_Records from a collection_

* * * *

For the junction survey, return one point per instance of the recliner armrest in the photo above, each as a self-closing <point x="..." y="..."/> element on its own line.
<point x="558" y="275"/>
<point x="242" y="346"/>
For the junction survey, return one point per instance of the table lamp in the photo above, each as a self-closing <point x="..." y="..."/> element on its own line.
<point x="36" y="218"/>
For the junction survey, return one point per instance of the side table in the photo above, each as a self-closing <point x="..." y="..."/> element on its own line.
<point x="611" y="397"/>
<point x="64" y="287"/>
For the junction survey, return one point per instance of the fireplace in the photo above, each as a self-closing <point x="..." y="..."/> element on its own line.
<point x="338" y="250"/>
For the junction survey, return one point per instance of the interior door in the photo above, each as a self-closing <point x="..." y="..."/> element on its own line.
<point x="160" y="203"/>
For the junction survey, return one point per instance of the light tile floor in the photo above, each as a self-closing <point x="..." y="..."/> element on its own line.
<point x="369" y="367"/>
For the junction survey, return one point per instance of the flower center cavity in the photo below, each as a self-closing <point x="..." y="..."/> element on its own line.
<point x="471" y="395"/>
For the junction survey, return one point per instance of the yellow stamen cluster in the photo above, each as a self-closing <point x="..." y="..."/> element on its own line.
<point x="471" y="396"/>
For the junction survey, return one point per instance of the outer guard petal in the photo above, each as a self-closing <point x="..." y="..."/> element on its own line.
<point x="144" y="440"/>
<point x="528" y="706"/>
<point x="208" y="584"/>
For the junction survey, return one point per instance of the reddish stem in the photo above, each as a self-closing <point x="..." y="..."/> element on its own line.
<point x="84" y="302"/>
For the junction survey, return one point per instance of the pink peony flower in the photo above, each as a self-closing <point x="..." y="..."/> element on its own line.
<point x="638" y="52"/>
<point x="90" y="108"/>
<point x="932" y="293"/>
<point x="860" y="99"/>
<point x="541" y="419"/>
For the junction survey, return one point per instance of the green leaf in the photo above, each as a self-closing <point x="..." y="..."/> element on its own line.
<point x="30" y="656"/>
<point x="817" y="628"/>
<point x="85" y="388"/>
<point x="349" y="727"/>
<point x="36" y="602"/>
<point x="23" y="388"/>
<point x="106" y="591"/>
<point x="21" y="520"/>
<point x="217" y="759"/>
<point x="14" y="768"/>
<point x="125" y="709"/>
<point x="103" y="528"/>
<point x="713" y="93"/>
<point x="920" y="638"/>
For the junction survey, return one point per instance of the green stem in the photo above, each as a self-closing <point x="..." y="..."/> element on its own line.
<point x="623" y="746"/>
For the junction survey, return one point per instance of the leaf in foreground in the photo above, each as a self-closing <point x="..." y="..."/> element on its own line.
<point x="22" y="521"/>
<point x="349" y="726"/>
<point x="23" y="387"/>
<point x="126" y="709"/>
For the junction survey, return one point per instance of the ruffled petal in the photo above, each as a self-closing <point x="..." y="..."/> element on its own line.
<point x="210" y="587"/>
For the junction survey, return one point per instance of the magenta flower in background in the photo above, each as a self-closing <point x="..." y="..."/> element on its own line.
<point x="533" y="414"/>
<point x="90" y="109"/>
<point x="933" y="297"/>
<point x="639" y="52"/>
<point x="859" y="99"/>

* * * *

_Your assignment_
With the line containing "of the magenta" as the start and the last line of the entries as the end, print that whole span exactly.

_Expected answer_
For the junction survey, return one point per instance of the magenta flower in background in the photo above, each as a self-closing <point x="..." y="..."/> element on its own line.
<point x="533" y="414"/>
<point x="90" y="109"/>
<point x="933" y="297"/>
<point x="639" y="52"/>
<point x="859" y="99"/>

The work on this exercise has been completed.